* _Supplied text_
If I have a partitioned data and I was to filter using the filters
argument in pd.read_parquet
how can I accomplish that? For example:
import pandas as pd
data = {
"ID": [1, 2, 3],
"Value": ["A", "B", "C"]
}
df = pd.DataFrame(data)
parquet_folder = "example_partitioned"
df.to_parquet(parquet_folder, index=False, partition_cols=["Value"])
So I have partitioned data structure on disk. If I construct a filter condition like this it works:
filter_conditions = [
("Value", "==", "A")
]
pd.read_parquet(parquet_folder, filters=filter_conditions)
But if I want multiple conditions (i.e. A OR B) the following does not work:
filter_conditions_two = [
("Value", "==", "A"),
("Value", "==", "B")
]
pd.read_parquet(parquet_folder, filters=filter_conditions_two)
That instead returns a empty data frame. Is this possible with filters?
You can do it this way:
import pandas as pd
data = {
"ID": [1, 2, 3],
"Value": ["A", "B", "C"]
}
df = pd.DataFrame(data)
parquet_folder = "example_partitioned"
df.to_parquet(parquet_folder, index=False, partition_cols=["Value"])
filter_conditions = [("Value", "in", ["A", "B"])]
filtered_df = pd.read_parquet(parquet_folder, filters=filter_conditions)
print(filtered_df)
which gives
ID Value
0 1 A
1 2 B
In the same way, if your dataframe had another column Category
on which you also applied a partition, you would do
filter_conditions = [("Value", "in", ["A", "B"]), ("Category", "A1", "A2
")]

* _Data excerpts_
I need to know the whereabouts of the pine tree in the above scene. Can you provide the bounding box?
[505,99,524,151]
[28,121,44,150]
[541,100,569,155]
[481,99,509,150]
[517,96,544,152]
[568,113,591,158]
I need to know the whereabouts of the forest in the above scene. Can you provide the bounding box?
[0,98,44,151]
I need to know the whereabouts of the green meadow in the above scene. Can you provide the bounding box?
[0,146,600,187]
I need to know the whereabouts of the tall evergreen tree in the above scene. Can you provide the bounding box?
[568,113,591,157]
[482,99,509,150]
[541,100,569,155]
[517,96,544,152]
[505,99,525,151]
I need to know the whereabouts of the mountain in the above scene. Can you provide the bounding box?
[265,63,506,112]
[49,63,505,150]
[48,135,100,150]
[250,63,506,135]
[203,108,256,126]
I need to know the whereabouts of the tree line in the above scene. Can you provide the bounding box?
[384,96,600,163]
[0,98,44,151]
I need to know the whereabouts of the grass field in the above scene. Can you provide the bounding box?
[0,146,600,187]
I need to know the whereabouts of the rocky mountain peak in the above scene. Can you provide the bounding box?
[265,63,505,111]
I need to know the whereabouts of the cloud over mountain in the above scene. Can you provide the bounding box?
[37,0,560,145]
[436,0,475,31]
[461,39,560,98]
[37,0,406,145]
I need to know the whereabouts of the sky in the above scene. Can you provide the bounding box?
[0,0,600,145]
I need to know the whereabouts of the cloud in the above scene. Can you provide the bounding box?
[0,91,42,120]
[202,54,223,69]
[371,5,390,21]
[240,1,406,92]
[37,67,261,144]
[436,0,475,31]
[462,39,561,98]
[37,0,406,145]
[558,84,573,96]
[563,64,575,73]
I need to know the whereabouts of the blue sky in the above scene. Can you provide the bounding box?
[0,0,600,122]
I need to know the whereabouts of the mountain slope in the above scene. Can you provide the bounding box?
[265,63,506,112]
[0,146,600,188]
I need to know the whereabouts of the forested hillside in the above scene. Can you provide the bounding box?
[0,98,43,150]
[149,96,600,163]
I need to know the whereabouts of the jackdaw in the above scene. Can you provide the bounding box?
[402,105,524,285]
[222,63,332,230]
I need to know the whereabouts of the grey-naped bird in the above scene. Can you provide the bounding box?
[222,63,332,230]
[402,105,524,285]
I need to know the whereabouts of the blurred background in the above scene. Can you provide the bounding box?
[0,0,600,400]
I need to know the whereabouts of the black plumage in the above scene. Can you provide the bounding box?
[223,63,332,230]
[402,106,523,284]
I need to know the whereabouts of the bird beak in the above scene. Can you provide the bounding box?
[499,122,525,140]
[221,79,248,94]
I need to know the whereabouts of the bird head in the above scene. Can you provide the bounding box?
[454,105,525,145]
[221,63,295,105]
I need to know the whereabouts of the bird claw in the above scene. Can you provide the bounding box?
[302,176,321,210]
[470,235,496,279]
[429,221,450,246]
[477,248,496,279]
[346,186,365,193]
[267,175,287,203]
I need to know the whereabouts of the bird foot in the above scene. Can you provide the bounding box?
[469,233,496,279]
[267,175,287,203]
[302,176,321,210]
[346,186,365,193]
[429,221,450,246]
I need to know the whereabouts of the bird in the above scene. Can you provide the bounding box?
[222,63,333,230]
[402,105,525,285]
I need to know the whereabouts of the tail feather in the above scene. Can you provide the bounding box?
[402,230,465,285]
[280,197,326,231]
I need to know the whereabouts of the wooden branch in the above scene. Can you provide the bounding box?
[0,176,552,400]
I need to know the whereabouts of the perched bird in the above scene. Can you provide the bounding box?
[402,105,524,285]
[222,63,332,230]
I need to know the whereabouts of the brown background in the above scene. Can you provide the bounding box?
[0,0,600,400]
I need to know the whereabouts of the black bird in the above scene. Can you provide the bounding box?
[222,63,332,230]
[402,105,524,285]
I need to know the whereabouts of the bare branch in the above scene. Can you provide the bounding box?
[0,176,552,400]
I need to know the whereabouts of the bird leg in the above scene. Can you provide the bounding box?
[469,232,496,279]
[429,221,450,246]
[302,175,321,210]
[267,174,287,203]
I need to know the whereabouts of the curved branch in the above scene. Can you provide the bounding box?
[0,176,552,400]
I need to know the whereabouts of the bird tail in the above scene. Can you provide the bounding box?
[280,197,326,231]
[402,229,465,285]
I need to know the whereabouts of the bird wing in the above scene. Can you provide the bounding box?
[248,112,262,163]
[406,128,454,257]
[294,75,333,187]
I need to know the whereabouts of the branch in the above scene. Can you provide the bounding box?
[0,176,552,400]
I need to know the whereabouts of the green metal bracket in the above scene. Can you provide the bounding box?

* _Prompt A_
In the forum thread, what does pd.read_parquet return when given the two separate equality conditions on Value?
* _Prompt B_
List every keyword argument that the code in the forum thread passes by name to a pandas function or method.
* _Prompt C_
Reproduce the stretch of the forum thread from "That instead returns" through "print(filtered_df)", changing "filtered_df" to "result_df".
The listing plays no part in this work.

* _Expected output A_
An empty data frame.

* _Expected output B_
index, partition_cols, filters

* _Expected output C_
That instead returns a empty data frame. Is this possible with filters?
You can do it this way:
import pandas as pd
data = {
"ID": [1, 2, 3],
"Value": ["A", "B", "C"]
}
df = pd.DataFrame(data)
parquet_folder = "example_partitioned"
df.to_parquet(parquet_folder, index=False, partition_cols=["Value"])
filter_conditions = [("Value", "in", ["A", "B"])]
result_df = pd.read_parquet(parquet_folder, filters=filter_conditions)
print(result_df)